*Objective*
Transcribe all the entries word for word, skipping the pictures.

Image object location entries
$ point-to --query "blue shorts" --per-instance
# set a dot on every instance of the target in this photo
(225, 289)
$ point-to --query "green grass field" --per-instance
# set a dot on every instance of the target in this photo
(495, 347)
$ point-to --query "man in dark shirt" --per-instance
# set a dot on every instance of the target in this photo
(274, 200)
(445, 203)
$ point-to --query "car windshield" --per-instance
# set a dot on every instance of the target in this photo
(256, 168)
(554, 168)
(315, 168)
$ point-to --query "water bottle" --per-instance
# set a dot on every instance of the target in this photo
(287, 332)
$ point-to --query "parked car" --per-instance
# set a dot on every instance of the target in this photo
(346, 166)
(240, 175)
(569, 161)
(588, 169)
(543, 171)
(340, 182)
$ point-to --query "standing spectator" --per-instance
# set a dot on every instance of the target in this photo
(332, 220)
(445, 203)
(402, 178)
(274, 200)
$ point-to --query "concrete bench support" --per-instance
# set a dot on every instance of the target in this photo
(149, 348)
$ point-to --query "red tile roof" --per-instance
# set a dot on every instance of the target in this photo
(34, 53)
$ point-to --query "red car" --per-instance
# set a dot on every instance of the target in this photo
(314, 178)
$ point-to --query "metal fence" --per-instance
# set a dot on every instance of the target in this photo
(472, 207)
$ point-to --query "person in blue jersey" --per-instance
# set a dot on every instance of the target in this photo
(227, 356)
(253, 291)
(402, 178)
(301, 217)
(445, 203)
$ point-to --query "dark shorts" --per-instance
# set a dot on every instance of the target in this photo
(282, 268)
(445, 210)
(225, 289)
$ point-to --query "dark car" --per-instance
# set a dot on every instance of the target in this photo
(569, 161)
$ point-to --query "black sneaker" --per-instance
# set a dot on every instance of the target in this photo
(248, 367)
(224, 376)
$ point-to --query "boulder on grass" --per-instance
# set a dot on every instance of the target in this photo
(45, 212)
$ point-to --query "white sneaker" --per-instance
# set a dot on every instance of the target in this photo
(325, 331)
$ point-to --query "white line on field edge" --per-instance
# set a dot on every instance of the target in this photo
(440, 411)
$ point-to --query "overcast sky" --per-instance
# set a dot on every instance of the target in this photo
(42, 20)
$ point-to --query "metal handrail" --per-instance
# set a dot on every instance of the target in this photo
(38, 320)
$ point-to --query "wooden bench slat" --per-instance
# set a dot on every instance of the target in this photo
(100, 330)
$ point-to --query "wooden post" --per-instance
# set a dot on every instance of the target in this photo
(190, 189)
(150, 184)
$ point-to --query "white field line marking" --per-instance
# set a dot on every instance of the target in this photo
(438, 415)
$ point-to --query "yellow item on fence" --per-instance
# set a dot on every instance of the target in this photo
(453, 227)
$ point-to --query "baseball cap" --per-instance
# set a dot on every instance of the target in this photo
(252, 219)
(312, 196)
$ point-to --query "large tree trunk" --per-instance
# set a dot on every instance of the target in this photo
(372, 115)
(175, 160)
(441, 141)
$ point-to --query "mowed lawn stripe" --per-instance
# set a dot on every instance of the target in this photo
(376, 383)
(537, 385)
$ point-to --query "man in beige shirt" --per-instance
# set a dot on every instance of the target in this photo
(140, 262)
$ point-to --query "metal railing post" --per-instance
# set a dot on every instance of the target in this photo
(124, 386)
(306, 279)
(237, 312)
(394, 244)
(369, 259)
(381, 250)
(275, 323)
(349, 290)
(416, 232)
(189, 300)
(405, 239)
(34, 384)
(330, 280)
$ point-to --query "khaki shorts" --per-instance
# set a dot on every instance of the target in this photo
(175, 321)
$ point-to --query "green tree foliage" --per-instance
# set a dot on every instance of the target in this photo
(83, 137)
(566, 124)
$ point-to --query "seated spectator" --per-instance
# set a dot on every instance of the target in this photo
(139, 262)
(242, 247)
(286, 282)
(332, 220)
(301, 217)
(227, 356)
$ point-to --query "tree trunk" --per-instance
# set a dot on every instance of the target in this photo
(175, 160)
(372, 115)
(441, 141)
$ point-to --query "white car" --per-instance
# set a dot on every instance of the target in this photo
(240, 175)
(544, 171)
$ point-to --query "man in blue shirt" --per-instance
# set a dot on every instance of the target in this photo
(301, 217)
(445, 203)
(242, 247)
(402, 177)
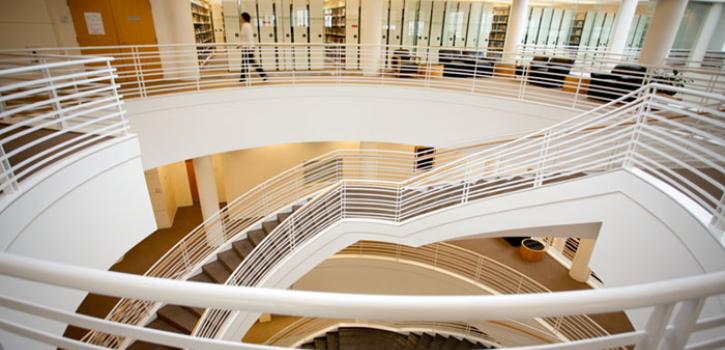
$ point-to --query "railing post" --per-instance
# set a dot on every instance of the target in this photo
(9, 174)
(682, 324)
(53, 94)
(121, 111)
(541, 163)
(639, 121)
(656, 327)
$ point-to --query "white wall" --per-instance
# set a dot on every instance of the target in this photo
(36, 23)
(87, 213)
(185, 126)
(631, 210)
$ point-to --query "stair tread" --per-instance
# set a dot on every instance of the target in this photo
(243, 247)
(229, 259)
(437, 343)
(256, 236)
(202, 277)
(464, 345)
(321, 343)
(179, 317)
(450, 344)
(268, 226)
(216, 271)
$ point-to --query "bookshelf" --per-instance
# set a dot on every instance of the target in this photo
(203, 28)
(335, 31)
(577, 28)
(497, 36)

*Expected output*
$ point-to --query "blue shorts" --per-instance
# set a dot on every instance of the target in this photo
(225, 289)
$ point-to --query "green grass field" --per-instance
# set a dot on every instance of the target in this photo
(495, 347)
$ point-to --query "man in dark shirt" --per-instance
# set a dot on every instance of the target in this photo
(274, 200)
(445, 203)
$ point-to --query "car windshield" --per-instance
# set a dot on every instance of the target in this photo
(256, 168)
(554, 168)
(315, 168)
$ point-to --query "water bottle" --per-instance
# set a dot on every instance of the target in this photo
(287, 332)
$ point-to --query "parked car" --per-instance
# set a dot on every instance of the target in this photo
(346, 166)
(240, 175)
(569, 161)
(588, 169)
(543, 171)
(340, 182)
$ point-to --query "standing spectator" --per-instance
# set a dot on every instance of the target in this photo
(332, 220)
(445, 203)
(402, 178)
(274, 200)
$ point-to --query "concrete bench support" --per-instance
# set a dot on every instance of the target in this photo
(149, 348)
$ point-to --query "red tile roof" --per-instance
# set a dot on every instance of the target in this photo
(34, 53)
$ point-to --query "red car" --per-instance
# set a dot on every instance of the target in this photo
(314, 178)
$ point-to --query "metal fence" --per-instance
# set a dot on every instance of the target in this photo
(472, 207)
$ point-to --query "person in blue jersey" --per-instance
# set a dot on every instance of the target in this photo
(227, 356)
(253, 291)
(402, 178)
(301, 217)
(445, 203)
$ point-to --query "dark shorts" --per-instance
# set a dot on every instance of the target in this photo
(282, 268)
(445, 210)
(225, 289)
$ point-to --query "dark car" --per-instance
# set a dot on every instance of the target in this photo
(569, 161)
$ point-to --query "black sneaker" --per-instance
# set a dot on every instance of the target in this photo
(248, 367)
(224, 376)
$ point-to --query "boulder on grass" --per-instance
# set a dot on every instance of the target in this photo
(45, 212)
$ point-to --query "white sneaker" --per-instance
# set a dot on every instance of the target in this photo
(325, 331)
$ point-to --query "white line on field edge" --per-instance
# set a dot on every instance of the target in this photo
(440, 411)
$ point-to --query "overcast sky" --per-instance
# set a dot on every instance of the target in this photo
(42, 20)
$ point-to --query "metal handrail" --per-instance
# set a dot on every instance of the target in this photo
(38, 320)
$ point-to --query "wooden bench slat" --per-instance
# set a dot on every instance of the target in this photo
(100, 330)
$ point-to --query "wooden post" --per-instance
# set a dot on every instance of the target in this photo
(190, 189)
(150, 184)
$ point-to --query "white field line marking" --per-instance
# set a dot on every instance of the target in this photo
(438, 415)
$ point-to --query "yellow item on fence" --per-instance
# set a dot on every instance of the target in this photo
(453, 227)
$ point-to --query "baseball cap" --per-instance
# set a dot on every instance of the target in this photo
(252, 219)
(312, 196)
$ point-to --query "large tree trunk" --per-instance
# set a dot on every instance of the target in this photo
(372, 115)
(175, 160)
(441, 141)
$ point-to --query "mowed lawn stripe" --per-instance
# set a dot on every instance of the target in this photo
(376, 383)
(537, 385)
$ point-to --query "man in beige shirt" --per-instance
# set a dot on every instance of the target in this photo
(140, 262)
$ point-to --query "metal railing post" --per-instance
# set a dot on every instance of the target in this photo
(124, 386)
(306, 279)
(237, 312)
(394, 244)
(369, 259)
(381, 250)
(275, 323)
(349, 290)
(416, 232)
(189, 300)
(405, 239)
(34, 384)
(330, 280)
$ point-to --query "khaki shorts" --per-instance
# set a dot on every instance of the target in this photo
(175, 321)
$ point-to --query "green tree foliage" --per-instance
# set a dot on every instance of the target in this photo
(83, 137)
(566, 124)
$ point-to --query "seated spectator" --per-instance
# set a dot on every instance of the target in this photo
(139, 262)
(242, 247)
(286, 282)
(332, 220)
(301, 217)
(227, 356)
$ point-to --query "tree trunk" --per-instance
# set a dot on every instance of the target in this photo
(175, 160)
(372, 115)
(441, 141)
$ point-to --query "white car" --per-instance
# set a dot on every instance of the target in this photo
(240, 175)
(544, 171)
$ point-to --query "man in blue shirt" --per-instance
# set a dot on every instance of the target in this photo
(301, 217)
(445, 203)
(242, 247)
(402, 177)
$ point-to --query "railing post" --per-instance
# set a dot on every instance of the target in this photo
(9, 174)
(682, 324)
(53, 94)
(121, 111)
(541, 163)
(639, 121)
(656, 327)
$ point-to --query "white wall" --per-instance
# set a dot on every instance of the target in this photo
(36, 23)
(87, 213)
(185, 126)
(631, 210)
$ point-to --query "stair tread" --per-instance
# set a dot on every instance of the target in this photo
(243, 247)
(229, 259)
(437, 343)
(256, 236)
(202, 277)
(464, 345)
(321, 343)
(179, 317)
(450, 344)
(268, 226)
(216, 271)
$ point-to --query "bookshelf" --per-instance
# set a dot on every instance of the target in this photo
(203, 28)
(335, 31)
(577, 28)
(497, 36)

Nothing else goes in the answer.